- Task objective
Can you pull out each line of the data below that includes the word "then"?

[Data records]

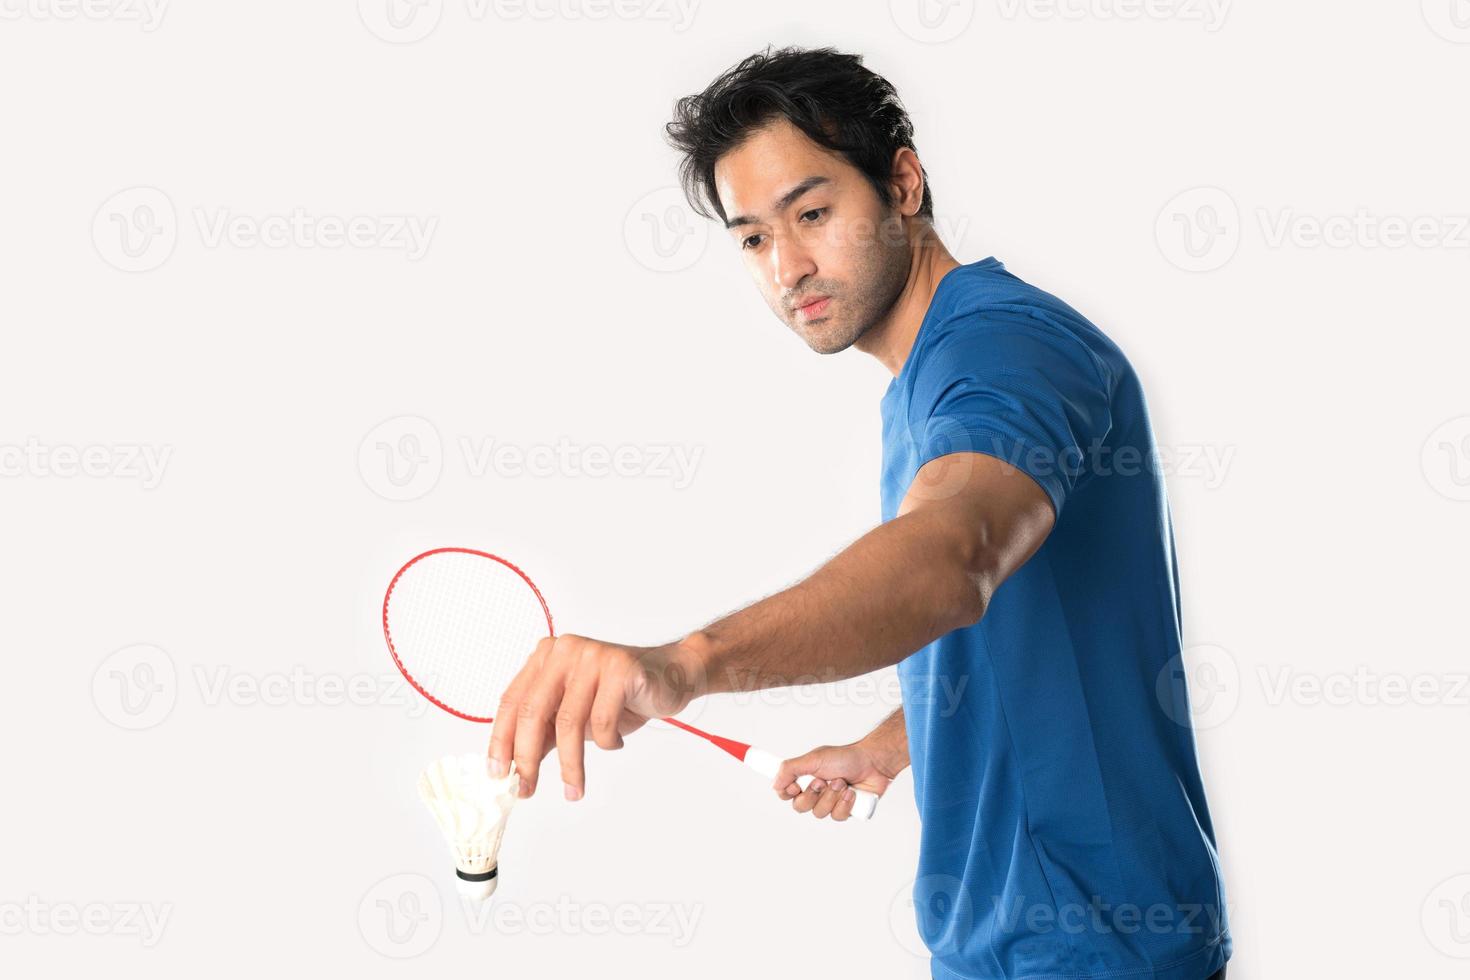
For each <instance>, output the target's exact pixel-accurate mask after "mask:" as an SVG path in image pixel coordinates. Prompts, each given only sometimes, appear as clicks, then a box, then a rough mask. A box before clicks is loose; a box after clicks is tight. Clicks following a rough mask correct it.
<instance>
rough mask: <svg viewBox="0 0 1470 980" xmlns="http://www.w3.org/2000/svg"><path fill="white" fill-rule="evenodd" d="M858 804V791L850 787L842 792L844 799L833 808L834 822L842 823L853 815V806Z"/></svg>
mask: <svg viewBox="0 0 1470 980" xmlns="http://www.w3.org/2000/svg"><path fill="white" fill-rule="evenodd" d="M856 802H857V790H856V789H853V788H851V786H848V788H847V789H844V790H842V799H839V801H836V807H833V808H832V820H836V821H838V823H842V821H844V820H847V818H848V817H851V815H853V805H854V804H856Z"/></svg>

[/Data records]
[Data records]

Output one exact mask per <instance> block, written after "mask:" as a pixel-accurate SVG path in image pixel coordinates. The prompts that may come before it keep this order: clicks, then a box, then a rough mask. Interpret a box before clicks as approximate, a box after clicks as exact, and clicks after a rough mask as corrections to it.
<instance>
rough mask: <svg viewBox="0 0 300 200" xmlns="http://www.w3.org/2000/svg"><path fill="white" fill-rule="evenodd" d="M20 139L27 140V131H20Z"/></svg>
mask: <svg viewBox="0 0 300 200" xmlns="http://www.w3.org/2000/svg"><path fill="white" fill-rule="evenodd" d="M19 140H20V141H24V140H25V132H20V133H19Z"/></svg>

[/Data records]

- Solution for this task
For each <instance>, output the target's exact pixel-accurate mask after "mask:" as an SVG path in image pixel coordinates. Prompts, each given only sometimes, appear as clicks, then a box, then a rough mask. A box before clicks is loose; a box after clicks is tight. Clicks following a rough mask correct it.
Output one exact mask per <instance> block, written after "mask:" as a pixel-accurate SVG path in image pixel coordinates. The prompts that may come before it keep this order: clicks, then a box, then a rough mask. Interpret a box before clicks as approximate, a box after clicks as exact, and clicks after a rough mask as corrections to it.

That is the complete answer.